Task to complete:
Could the lines from the one with "Spot the lattice" through the end of the listing be restated exactly, with nothing else included?
Extracted information start
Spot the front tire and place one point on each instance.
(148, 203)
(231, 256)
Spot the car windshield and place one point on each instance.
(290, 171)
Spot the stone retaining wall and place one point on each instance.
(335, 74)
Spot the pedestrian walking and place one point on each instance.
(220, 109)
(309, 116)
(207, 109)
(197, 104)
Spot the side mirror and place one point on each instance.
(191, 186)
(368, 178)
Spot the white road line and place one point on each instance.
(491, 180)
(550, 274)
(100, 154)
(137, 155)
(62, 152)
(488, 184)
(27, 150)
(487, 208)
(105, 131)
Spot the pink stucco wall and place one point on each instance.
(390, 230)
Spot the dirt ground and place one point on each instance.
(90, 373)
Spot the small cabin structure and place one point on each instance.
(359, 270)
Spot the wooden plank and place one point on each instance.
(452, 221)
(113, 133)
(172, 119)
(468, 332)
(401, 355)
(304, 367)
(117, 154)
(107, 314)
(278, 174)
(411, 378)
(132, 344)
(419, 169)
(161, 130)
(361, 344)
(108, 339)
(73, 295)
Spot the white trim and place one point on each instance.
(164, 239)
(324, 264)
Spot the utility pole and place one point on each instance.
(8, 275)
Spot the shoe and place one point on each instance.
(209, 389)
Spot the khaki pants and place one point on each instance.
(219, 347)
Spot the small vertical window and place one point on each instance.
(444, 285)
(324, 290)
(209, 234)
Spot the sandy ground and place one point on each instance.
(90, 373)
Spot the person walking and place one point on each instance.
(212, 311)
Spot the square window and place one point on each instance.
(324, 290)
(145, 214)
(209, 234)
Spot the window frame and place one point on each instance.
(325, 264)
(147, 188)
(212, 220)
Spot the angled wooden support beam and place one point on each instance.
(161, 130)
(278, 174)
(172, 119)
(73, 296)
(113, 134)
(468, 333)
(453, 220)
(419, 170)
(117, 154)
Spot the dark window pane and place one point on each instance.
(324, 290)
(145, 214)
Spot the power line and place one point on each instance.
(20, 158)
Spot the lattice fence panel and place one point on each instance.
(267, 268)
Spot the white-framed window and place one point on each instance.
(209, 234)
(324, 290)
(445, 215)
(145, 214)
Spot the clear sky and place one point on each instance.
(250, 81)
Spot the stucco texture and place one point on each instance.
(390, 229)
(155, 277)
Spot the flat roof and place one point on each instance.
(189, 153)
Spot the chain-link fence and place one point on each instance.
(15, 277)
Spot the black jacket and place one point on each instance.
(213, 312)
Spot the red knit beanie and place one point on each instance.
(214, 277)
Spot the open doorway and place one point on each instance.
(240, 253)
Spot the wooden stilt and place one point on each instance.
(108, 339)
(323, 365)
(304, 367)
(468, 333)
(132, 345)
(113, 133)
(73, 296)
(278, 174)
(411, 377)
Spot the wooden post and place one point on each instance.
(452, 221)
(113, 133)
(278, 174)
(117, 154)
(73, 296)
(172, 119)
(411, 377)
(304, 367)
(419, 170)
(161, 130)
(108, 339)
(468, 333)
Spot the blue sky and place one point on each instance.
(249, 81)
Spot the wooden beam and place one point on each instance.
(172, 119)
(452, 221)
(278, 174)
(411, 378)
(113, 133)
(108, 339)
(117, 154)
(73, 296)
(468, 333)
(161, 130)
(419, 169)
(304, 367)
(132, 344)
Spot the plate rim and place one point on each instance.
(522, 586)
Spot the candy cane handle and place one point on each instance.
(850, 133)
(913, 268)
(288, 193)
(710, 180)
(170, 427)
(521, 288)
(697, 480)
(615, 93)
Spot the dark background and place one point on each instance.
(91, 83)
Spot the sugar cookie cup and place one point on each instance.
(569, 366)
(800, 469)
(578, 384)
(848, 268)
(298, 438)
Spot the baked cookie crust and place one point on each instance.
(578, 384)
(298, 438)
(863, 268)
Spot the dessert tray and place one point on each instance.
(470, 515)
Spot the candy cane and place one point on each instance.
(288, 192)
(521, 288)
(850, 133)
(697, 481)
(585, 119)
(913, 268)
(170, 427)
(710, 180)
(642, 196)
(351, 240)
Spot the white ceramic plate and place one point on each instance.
Extracted information end
Task response:
Spot the lattice fence panel and place one point on each instance.
(267, 268)
Spot the white-framed window and place one point on each instance.
(209, 234)
(324, 290)
(445, 215)
(145, 214)
Spot the clear sky and place one point on each instance.
(250, 81)
Spot the stucco texture and place one point on each instance.
(390, 229)
(155, 277)
Spot the flat roof and place one point on each instance.
(189, 153)
Spot the chain-link fence and place one point on each instance.
(15, 277)
Spot the black jacket and place one point on each instance.
(213, 312)
Spot the red knit beanie and place one point on each instance.
(214, 277)
Spot the open doorway and place one point on each instance.
(240, 253)
Spot the wooden stilt and place one point on each instance.
(108, 339)
(323, 365)
(304, 367)
(468, 333)
(132, 345)
(113, 133)
(73, 296)
(278, 174)
(411, 377)
Spot the wooden post and place one point on each instance.
(452, 221)
(113, 133)
(278, 174)
(117, 154)
(73, 296)
(172, 119)
(411, 377)
(304, 367)
(419, 170)
(161, 130)
(108, 339)
(468, 333)
Spot the blue sky and place one point on each instance.
(249, 81)
Spot the wooden beam and place one point on each instance.
(172, 119)
(452, 221)
(278, 174)
(411, 378)
(113, 133)
(108, 339)
(117, 154)
(73, 296)
(468, 333)
(161, 130)
(419, 169)
(304, 367)
(132, 344)
Spot the plate rim and place one point on each instance.
(522, 586)
Spot the candy cane handle and place one point on each instance.
(850, 133)
(913, 268)
(288, 193)
(710, 180)
(170, 427)
(521, 288)
(697, 480)
(615, 93)
Spot the dark background and place one point on each instance.
(91, 83)
Spot the sugar cookie cup and place one point on each instance.
(569, 366)
(800, 469)
(578, 384)
(848, 268)
(298, 438)
Spot the baked cookie crust and place one point on each instance.
(578, 384)
(298, 438)
(863, 268)
Spot the dessert tray and place one point on each instance.
(470, 515)
Spot the candy cane and place one point on each instance.
(288, 192)
(521, 288)
(850, 133)
(697, 481)
(585, 119)
(913, 268)
(170, 427)
(710, 180)
(642, 196)
(351, 240)
Spot the white ceramic plate and place one point on each instance.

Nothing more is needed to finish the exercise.